# MATERIAL SHOWN start
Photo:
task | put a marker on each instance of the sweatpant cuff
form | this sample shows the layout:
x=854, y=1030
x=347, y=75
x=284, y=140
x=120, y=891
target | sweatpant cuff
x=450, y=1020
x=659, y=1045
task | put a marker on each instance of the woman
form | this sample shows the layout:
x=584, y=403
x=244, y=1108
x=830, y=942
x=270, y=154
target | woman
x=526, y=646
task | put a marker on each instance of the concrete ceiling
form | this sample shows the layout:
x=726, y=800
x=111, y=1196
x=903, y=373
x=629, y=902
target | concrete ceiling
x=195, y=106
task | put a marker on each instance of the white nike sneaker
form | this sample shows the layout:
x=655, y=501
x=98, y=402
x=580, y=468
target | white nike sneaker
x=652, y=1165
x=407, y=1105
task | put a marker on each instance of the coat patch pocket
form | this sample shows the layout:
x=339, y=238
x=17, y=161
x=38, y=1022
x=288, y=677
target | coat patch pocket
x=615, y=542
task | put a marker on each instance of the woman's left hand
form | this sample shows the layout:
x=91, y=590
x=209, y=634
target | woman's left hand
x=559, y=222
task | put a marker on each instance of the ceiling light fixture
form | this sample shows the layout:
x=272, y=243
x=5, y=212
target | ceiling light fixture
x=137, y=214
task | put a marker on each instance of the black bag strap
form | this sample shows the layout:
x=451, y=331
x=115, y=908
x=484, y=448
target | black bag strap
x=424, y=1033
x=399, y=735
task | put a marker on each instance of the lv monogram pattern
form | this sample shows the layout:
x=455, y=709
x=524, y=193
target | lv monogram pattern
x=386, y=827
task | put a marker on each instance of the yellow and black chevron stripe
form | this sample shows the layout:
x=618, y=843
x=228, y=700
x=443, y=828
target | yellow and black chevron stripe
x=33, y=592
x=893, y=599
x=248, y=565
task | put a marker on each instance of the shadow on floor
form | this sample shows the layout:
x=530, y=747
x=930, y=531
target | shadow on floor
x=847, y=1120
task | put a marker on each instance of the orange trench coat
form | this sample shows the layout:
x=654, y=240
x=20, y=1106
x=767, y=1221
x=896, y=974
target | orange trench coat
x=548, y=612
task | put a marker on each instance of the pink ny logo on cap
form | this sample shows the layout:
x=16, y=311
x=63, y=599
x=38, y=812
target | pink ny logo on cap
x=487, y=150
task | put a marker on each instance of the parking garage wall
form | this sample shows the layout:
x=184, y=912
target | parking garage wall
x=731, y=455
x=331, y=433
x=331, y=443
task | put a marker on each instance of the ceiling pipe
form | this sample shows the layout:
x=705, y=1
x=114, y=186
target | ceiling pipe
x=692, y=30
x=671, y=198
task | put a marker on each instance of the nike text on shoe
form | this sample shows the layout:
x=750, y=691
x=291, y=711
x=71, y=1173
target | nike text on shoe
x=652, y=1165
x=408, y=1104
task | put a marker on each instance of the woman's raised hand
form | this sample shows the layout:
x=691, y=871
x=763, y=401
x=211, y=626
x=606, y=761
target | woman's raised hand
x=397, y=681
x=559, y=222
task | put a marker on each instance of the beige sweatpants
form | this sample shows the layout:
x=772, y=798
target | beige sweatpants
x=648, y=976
# MATERIAL SHOWN end
▸ INSTRUCTIONS TO FOLLOW
Please put every line of the listing above into a numbered list, leaving out any blank lines.

▸ COMPLETE ANSWER
1. Photo:
2. task | put a marker on each instance of the sweatpant cuff
3. form | this sample shows the layout:
4. x=854, y=1030
5. x=347, y=75
6. x=284, y=140
7. x=120, y=891
8. target | sweatpant cuff
9. x=450, y=1020
10. x=659, y=1045
11. task | put a marker on each instance of the woman
12. form | this sample shows the layout:
13. x=584, y=403
14. x=244, y=1108
15. x=830, y=942
16. x=270, y=154
17. target | woman
18. x=526, y=646
19. task | put a marker on each instance of the concrete ceiling
20. form | this sample shows the layout:
21. x=726, y=800
22. x=111, y=1196
23. x=903, y=373
24. x=629, y=902
25. target | concrete ceiling
26. x=195, y=106
27. task | put a marker on each instance of the white nike sneaker
28. form | this sample shows the layout:
29. x=655, y=501
30. x=98, y=402
31. x=580, y=468
32. target | white nike sneaker
33. x=652, y=1165
34. x=407, y=1105
35. task | put a marker on each instance of the coat patch pocket
36. form | this sample shows the layout:
37. x=339, y=238
38. x=17, y=161
39. x=38, y=1022
40. x=288, y=677
41. target | coat patch pocket
42. x=615, y=542
43. task | put a marker on each instance of the woman's left hand
44. form | this sample shows the layout:
45. x=91, y=590
46. x=209, y=634
47. target | woman's left hand
48. x=559, y=222
49. task | put a marker on each instance of the ceiling light fixture
50. form | this sample shows the layout:
51. x=272, y=243
52. x=5, y=212
53. target | ceiling light fixture
54. x=137, y=214
55. task | put a marker on each instance of the black bag strap
56. form | this sample shows the layout:
57. x=451, y=331
58. x=115, y=908
59. x=484, y=448
60. target | black bag strap
61. x=424, y=1033
62. x=399, y=735
63. task | put a marker on each instance of the lv monogram pattern
64. form | this sample shows the layout:
65. x=455, y=709
66. x=524, y=193
67. target | lv monogram pattern
68. x=386, y=827
69. task | put a marker on each instance of the yellow and black chevron stripe
70. form | this sample shows the layout:
71. x=618, y=843
72. x=228, y=700
73. x=443, y=828
74. target | yellow and black chevron stripe
75. x=33, y=592
76. x=893, y=599
77. x=248, y=565
78. task | put a marker on each instance of the shadow on floor
79. form | this sample shows the layout:
80. x=530, y=747
81. x=930, y=531
82. target | shadow on floor
83. x=847, y=1120
84. task | put a marker on each instance of the orange trench coat
85. form | this sample shows the layout:
86. x=654, y=240
87. x=20, y=1106
88. x=767, y=1221
89. x=896, y=974
90. target | orange trench coat
91. x=548, y=612
92. task | put a marker on each instance of the pink ny logo on cap
93. form | this sample shows the layout:
94. x=16, y=311
95. x=63, y=599
96. x=38, y=812
97. target | pink ny logo on cap
98. x=487, y=150
99. task | put a marker on each instance of the parking garage wall
100. form | this sample shows the layout:
101. x=184, y=912
102. target | parking garage wall
103. x=731, y=455
104. x=331, y=433
105. x=331, y=443
106. task | put a marker on each instance of the ceiling pipe
107. form | this sample shows the layout:
108. x=705, y=1
109. x=114, y=186
110. target | ceiling pipe
111. x=692, y=30
112. x=671, y=198
113. task | put a marker on each instance of the nike text on shoe
114. form | this sample shows the layout:
115. x=750, y=691
116. x=291, y=711
117. x=71, y=1173
118. target | nike text on shoe
119. x=652, y=1165
120. x=408, y=1104
121. task | put a marker on each instance of the woman's raised hand
122. form | this sample shows the layout:
123. x=691, y=871
124. x=763, y=401
125. x=211, y=626
126. x=606, y=761
127. target | woman's raised hand
128. x=397, y=681
129. x=559, y=222
130. task | put a marker on each instance of the beige sweatpants
131. form | this sample shows the layout:
132. x=772, y=798
133. target | beige sweatpants
134. x=648, y=976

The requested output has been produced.